Auto-confirm returns from natural language Past incidents: ambiguous user intent → unintended RMA. Two-step confirmation is non-negotiable.
Cache stock indefinitely Stock changes too fast during sales; 60s TTL is the loosest acceptable.

Validation: Constraint Sanity Check

Claimed metric Verdict Why
"Real-time freshness" stated requirement Marketing language, not a metric Real-time means different things in different contexts. With 60s inventory TTL and 5-min order TTL, this is near-real-time at best. The doc should drop "real-time" and use "≤ 60s freshness for inventory, ≤ 5min for order status."
Inventory cache TTL 60s Acceptable except during flash sales During a flash sale, 60s of stale "in stock" can mean hundreds of orders for unavailable items. Dynamic TTL adjustment (5s during flash sale windows) is mentioned but the trigger mechanism isn't defined. Who declares "flash sale on"? Until that's specified, the protection is theoretical.
Read P99 < 300ms Realistic at warm cache Holds for cache hits (P99 ~50ms). Cache-miss P99 (~200ms) requires RDS read replica that doesn't degrade under chatbot QPS — needs sustained-load testing data, not just steady-state numbers.

ABOUT THIS TASK - Copy out the part of the cache design review that runs between "Auto-confirm returns from" and "the loosest acceptable.", inclusive, word for word.

INFORMATION PROVIDED -

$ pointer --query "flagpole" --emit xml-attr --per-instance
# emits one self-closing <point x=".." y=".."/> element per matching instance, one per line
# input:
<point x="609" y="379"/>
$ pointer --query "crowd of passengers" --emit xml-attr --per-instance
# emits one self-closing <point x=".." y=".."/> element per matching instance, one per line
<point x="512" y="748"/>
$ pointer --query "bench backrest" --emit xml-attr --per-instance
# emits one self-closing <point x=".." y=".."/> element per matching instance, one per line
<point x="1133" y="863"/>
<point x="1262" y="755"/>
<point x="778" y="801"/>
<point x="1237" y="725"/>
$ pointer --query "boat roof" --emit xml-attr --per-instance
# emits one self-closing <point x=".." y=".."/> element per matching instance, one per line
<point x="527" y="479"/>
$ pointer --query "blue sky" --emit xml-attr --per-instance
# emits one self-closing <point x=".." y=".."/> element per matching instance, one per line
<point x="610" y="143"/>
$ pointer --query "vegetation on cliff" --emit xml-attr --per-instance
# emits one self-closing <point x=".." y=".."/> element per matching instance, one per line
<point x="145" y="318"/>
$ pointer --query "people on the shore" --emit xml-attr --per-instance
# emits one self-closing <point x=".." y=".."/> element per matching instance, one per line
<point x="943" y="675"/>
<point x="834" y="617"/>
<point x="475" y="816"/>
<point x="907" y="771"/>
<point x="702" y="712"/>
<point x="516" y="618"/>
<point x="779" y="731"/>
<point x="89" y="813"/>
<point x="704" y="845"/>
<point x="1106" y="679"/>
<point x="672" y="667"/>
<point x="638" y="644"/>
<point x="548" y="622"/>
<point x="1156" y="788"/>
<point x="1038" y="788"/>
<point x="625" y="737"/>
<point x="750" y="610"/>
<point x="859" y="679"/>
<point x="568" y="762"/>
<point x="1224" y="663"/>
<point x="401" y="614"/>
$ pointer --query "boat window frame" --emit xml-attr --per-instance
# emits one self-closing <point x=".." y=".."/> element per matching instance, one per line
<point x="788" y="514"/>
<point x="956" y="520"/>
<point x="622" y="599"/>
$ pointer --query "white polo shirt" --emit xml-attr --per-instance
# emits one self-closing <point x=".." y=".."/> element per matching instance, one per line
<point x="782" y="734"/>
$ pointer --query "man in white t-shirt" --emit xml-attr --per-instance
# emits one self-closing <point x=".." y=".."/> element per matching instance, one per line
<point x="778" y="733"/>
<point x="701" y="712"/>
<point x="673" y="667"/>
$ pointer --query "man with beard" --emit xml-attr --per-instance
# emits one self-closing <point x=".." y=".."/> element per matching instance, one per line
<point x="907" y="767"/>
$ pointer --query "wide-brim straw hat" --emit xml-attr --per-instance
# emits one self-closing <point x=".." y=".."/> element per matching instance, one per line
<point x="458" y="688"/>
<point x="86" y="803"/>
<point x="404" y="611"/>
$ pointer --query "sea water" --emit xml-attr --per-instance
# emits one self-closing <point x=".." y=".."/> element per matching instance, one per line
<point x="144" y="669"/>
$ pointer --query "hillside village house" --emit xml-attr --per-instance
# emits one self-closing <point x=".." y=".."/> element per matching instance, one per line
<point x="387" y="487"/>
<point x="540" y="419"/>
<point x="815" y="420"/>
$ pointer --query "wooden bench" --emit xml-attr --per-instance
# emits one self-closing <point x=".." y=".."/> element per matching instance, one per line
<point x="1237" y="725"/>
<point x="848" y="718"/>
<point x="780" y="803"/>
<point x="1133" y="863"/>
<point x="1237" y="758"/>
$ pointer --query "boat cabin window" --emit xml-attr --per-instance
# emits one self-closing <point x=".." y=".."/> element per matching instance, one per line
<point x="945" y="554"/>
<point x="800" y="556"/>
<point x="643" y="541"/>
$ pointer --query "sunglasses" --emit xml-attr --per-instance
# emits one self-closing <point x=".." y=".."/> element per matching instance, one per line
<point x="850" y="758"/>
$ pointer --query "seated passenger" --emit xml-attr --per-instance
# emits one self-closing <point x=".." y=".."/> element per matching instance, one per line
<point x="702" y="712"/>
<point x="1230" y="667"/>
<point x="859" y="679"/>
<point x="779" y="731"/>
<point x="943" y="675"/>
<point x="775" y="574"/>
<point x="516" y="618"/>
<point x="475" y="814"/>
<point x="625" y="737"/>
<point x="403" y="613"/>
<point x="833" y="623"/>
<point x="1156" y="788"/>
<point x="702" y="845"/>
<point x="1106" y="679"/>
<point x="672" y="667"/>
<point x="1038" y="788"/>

YOUR RESPONSE -
Auto-confirm returns from natural language Past incidents: ambiguous user intent → unintended RMA. Two-step confirmation is non-negotiable.
Cache stock indefinitely Stock changes too fast during sales; 60s TTL is the loosest acceptable.